WHAT YOU HAVE TO DO:
Pull out all lines from the listing below in which the word "jacket" appears.

SUPPLIED ENTRIES:
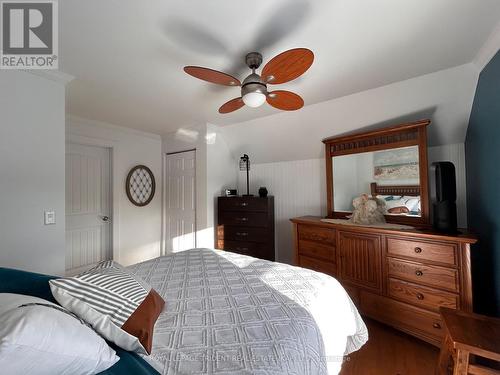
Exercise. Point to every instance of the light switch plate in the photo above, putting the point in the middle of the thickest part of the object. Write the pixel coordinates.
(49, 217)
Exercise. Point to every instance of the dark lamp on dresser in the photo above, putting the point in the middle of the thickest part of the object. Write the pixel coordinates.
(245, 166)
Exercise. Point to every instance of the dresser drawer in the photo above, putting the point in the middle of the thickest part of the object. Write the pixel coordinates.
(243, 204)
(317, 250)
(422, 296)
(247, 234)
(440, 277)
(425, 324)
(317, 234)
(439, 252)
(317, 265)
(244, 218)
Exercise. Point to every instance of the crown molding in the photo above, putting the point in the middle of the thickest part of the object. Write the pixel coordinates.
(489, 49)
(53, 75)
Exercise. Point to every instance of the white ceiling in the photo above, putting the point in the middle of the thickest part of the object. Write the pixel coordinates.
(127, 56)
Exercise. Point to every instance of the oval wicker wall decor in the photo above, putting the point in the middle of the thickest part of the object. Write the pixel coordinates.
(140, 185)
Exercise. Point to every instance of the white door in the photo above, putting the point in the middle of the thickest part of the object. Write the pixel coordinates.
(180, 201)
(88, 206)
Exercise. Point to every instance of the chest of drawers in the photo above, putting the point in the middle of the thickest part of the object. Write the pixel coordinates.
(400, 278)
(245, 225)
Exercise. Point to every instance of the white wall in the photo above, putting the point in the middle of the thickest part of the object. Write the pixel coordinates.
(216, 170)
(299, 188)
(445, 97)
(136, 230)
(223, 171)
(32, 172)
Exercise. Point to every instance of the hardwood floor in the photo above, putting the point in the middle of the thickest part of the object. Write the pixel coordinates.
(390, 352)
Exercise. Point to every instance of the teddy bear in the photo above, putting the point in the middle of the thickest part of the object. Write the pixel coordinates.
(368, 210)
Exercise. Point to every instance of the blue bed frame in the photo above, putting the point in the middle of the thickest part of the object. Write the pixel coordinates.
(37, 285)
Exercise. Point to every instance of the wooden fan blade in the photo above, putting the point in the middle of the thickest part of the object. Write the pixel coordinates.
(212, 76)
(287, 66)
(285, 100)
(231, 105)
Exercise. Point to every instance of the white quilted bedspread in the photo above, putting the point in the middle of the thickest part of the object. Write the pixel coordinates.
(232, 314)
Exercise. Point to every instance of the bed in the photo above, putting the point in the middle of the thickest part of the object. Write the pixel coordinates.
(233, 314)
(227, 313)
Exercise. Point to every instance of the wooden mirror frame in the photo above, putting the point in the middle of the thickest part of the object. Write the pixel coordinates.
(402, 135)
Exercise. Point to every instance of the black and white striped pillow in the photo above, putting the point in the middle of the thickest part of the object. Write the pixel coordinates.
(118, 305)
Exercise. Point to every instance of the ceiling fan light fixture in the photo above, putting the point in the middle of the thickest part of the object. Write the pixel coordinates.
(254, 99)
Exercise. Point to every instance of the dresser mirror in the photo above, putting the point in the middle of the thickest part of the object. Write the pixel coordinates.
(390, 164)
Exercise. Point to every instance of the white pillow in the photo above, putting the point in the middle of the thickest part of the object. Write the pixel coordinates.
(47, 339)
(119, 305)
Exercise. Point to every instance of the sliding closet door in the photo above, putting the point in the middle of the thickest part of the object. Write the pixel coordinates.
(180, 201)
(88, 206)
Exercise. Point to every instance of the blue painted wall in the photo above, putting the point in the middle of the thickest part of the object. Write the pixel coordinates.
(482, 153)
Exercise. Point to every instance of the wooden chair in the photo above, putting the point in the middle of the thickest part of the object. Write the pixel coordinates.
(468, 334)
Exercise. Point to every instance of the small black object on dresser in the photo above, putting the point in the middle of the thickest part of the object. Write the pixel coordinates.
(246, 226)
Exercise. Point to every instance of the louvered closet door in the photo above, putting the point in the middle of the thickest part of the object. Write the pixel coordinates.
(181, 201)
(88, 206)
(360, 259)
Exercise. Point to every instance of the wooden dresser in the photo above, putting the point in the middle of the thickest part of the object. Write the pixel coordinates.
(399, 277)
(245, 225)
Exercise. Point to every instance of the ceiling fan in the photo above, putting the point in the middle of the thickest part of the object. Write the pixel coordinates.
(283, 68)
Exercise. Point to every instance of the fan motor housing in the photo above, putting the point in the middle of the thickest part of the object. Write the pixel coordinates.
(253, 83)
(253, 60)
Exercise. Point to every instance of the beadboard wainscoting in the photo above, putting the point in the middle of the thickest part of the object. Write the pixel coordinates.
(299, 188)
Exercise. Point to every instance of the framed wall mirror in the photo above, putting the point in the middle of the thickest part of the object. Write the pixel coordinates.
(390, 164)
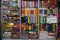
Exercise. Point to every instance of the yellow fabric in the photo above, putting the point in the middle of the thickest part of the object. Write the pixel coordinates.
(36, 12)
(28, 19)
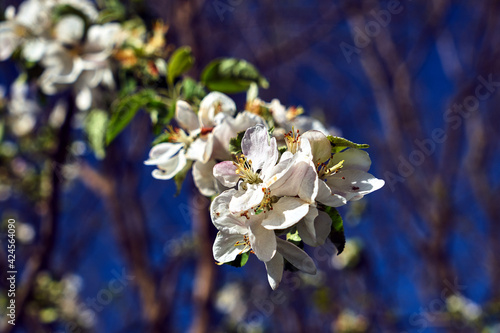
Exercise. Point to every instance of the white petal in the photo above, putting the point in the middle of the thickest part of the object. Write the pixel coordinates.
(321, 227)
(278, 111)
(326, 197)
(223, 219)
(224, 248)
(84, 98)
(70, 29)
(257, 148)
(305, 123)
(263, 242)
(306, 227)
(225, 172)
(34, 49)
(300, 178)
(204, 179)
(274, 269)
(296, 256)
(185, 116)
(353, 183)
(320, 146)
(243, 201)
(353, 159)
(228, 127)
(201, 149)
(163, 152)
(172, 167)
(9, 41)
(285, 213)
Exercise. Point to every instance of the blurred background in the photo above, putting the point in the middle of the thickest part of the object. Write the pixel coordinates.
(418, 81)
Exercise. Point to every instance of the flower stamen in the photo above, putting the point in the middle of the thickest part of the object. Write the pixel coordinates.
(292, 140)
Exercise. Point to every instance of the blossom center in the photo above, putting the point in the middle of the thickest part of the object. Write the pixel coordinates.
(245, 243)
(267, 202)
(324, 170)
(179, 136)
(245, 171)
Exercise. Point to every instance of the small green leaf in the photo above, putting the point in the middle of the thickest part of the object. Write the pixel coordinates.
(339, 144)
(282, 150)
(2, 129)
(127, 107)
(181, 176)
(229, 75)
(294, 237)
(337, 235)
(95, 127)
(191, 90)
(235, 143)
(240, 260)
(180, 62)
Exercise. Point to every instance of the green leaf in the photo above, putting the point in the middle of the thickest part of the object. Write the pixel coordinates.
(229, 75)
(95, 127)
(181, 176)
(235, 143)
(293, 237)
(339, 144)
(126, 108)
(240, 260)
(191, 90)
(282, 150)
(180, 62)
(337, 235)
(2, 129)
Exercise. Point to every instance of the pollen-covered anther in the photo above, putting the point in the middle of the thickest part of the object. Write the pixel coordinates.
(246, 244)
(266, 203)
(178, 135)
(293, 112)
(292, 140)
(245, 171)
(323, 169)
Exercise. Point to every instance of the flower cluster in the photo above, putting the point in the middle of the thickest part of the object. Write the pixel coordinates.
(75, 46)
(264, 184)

--

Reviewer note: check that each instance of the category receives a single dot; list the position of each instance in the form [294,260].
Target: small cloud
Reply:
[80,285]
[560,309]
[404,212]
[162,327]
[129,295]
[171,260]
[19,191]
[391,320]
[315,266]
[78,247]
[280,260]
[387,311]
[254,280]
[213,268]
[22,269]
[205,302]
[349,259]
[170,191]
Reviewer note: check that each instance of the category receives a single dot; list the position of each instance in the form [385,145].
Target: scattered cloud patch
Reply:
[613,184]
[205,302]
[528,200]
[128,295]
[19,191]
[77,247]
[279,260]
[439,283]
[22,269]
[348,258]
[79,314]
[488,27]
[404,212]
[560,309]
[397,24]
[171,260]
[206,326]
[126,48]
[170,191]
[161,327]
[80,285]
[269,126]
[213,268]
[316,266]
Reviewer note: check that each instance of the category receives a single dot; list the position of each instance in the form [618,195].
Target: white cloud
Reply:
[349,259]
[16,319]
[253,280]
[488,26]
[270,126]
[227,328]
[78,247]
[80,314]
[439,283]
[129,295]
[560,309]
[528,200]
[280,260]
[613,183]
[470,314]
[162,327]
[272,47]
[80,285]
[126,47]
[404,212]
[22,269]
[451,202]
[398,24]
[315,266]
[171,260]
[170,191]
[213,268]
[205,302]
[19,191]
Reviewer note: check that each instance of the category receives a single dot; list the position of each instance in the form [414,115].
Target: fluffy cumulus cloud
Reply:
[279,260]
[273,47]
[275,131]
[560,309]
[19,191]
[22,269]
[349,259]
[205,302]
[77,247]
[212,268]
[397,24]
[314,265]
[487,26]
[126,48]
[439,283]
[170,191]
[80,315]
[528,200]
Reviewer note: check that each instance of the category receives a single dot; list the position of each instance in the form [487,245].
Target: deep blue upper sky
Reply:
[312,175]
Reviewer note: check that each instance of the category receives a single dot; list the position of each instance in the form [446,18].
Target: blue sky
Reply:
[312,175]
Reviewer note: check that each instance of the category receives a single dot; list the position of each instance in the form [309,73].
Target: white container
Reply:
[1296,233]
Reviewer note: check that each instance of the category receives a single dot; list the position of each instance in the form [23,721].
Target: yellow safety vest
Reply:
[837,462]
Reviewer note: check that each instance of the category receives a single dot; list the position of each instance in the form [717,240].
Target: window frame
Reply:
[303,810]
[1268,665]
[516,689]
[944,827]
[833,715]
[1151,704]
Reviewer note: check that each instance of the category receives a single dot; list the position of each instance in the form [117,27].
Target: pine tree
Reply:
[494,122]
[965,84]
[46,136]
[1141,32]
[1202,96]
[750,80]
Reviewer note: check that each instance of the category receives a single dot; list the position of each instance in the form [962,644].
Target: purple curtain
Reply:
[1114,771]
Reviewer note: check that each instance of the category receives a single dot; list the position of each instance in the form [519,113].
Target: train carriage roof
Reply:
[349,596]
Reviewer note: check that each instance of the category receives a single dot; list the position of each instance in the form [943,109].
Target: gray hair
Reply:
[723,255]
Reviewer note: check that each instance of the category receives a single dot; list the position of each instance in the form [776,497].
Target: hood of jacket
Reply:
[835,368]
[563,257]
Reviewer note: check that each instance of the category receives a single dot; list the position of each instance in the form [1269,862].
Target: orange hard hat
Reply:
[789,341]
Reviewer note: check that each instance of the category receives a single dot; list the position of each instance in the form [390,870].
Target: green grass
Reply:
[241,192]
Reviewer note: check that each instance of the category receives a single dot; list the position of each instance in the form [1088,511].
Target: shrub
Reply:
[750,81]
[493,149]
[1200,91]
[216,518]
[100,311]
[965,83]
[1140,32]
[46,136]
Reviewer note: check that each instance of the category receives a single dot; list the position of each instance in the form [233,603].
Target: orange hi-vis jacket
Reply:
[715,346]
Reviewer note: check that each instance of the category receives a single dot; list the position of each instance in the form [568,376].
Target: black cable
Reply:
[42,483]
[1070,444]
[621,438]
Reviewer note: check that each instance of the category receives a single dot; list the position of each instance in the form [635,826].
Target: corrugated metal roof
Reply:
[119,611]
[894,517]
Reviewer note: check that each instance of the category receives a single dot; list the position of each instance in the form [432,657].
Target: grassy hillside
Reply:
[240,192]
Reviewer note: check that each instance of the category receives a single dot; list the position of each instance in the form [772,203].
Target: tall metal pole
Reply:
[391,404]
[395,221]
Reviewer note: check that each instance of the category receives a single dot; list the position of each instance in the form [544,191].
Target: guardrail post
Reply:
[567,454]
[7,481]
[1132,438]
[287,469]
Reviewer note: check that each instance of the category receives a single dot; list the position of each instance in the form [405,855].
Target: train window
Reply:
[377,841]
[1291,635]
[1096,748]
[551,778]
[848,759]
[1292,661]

RESULT OF THIS EXERCISE:
Target: hood of jacket
Target: orange hi-vis jacket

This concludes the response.